The writer states in a postscript, that though, according to order,
Drumlanrig’s tenants had been spared, “they were as cruel against us as
any others;” and he closes with the ominous intimation that he had applied
for five hundred men, with whom to march against Dumfries, “and lie in
that town and burn and spoil it; for the open receipt of her Majesty’s
rebels is there manifeste.”
Scrope, on being joined by a fresh body of soldiers, under the Earl of
Sussex, executed his mission mercilessly. The sweep of his vengeance took
in a wider field than was at first intended; but it fell always with
double force on the estates of Lords Maxwell and Herries, Murray of
Cockpool, and such other noblemen as were noted for their attachment to
Queen Mary. Dumfries suffered terribly: it had audaciously harboured “the
English Queen’s rebels;” and did it not deserve, on that account, to be
razed to its foundations? The English leaders thought the town merited no
forbearance, and they showed it none. Its desolated Castle, its flaming
houses, leaving but “the blackness of ashes” to mark where the populous
streets once stood, proved how well the marauders had done their work.

Dataset items:

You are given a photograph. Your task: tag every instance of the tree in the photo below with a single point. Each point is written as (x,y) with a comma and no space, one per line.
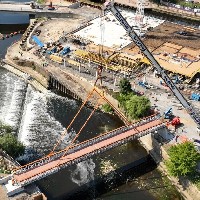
(125,86)
(9,143)
(183,159)
(137,107)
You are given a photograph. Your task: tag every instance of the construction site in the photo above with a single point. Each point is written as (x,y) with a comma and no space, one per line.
(92,51)
(104,41)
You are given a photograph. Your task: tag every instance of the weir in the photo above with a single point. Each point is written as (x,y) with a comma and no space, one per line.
(52,163)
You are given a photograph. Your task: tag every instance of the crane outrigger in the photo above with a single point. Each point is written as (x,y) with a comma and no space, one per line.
(110,6)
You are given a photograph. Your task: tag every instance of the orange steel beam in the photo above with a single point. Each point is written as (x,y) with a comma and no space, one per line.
(64,133)
(143,127)
(97,105)
(126,120)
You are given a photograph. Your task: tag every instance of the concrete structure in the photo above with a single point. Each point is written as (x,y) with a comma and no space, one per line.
(54,162)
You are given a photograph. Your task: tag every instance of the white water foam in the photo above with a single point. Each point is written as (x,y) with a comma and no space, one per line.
(12,92)
(40,131)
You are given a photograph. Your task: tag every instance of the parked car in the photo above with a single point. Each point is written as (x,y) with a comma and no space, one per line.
(51,8)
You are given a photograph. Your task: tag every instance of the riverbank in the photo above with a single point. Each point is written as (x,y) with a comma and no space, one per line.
(1,36)
(75,76)
(187,193)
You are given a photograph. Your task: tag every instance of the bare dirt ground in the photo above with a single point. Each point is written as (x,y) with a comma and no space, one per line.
(168,32)
(53,29)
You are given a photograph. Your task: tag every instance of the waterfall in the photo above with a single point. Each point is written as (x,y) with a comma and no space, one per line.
(39,130)
(12,93)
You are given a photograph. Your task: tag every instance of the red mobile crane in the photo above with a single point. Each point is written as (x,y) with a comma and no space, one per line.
(110,7)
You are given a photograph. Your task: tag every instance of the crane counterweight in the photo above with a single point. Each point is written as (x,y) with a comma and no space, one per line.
(109,6)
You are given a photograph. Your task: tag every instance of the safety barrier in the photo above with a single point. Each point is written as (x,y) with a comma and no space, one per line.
(85,144)
(92,153)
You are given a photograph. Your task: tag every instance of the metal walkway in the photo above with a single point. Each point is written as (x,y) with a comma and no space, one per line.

## Requirements
**A.** From the passage on the burning of Dumfries, copy word for word the part that opens with the words containing "Scrope, on being" and closes with "done their work.".
**B.** Using the passage on the burning of Dumfries, decide whether each statement agrees with it, answering yes or no and quoting the words that settle it: (i) Scrope was joined by new troops led by the Earl of Sussex. (ii) Drumlanrig's tenants treated the writer's side more gently than others did. (iii) The writer asked for one thousand men to march on Dumfries.
**C.** Extend the passage on the burning of Dumfries, picking up right after its final sentence.

## Written responses
**A.**
Scrope, on being joined by a fresh body of soldiers, under the Earl of
Sussex, executed his mission mercilessly. The sweep of his vengeance took
in a wider field than was at first intended; but it fell always with
double force on the estates of Lords Maxwell and Herries, Murray of
Cockpool, and such other noblemen as were noted for their attachment to
Queen Mary. Dumfries suffered terribly: it had audaciously harboured “the
English Queen’s rebels;” and did it not deserve, on that account, to be
razed to its foundations? The English leaders thought the town merited no
forbearance, and they showed it none. Its desolated Castle, its flaming
houses, leaving but “the blackness of ashes” to mark where the populous
streets once stood, proved how well the marauders had done their work.

**B.**
(i) Yes: "on being joined by a fresh body of soldiers, under the Earl of Sussex"
(ii) No: "they were as cruel against us as any others"
(iii) No: "he had applied for five hundred men"

**C.**
Similar evidences of their destructive expedition were visible in many
parts of the surrounding country: its results being summed up in the dry
formal report made by Scrope to the English Government, setting forth that
he had “took and cast doun the Castles of Carlaverock, Hoddam, Dumfries,
Tinwald [The old place of Tinwald, situated in what was formerly a part of
Lochar Moss, and a seat of a branch of the Maxwell family, seems to have
been well fitted for a place of defence. Till within a few years, part of
the old building remained. It is now (1834) entirely demolished, and the
materials have been removed. – Statistical Account, p. 44.], Cowhill
[Cowhill Tower, says Grose (vol. i., p. 146) stood upon an eminence
commanding a charming prospect of the Vale of Nith, from Friars’ Carse to
Dumfries: it had long been the seat of the Maxwells, cadets of the noble
family of Nithsdale. In the year 1570, the old castle being burned by the
English, this tower was built in 1579. Grose took a sketch of the second
tower, and a few weeks afterwards it was taken down by George Johnstone,
Esq. of Conheath, who had purchased it from the previous proprietor in
order that he might erect a stately mansion on its site.], and sundry
other gentlemen’s houses, dependers on the house of Maxwell, and, having
burnt the toun of Dumfries, returned with great spoil into England.” James
Douglas, fourth Earl of Morton, became Regent in 1572 [He was the second
son of Sir George Douglas of Pittendriech, younger brother of Archibald,
sixth Earl of Angus.]; and he having, with the aid of an English force,
reduced Queen Mary’s only remaining stronghold, Edinburgh Castle, the
civil war was brought to a close, and Dumfriesshire was for a season
relieved from the presence of a foreign enemy.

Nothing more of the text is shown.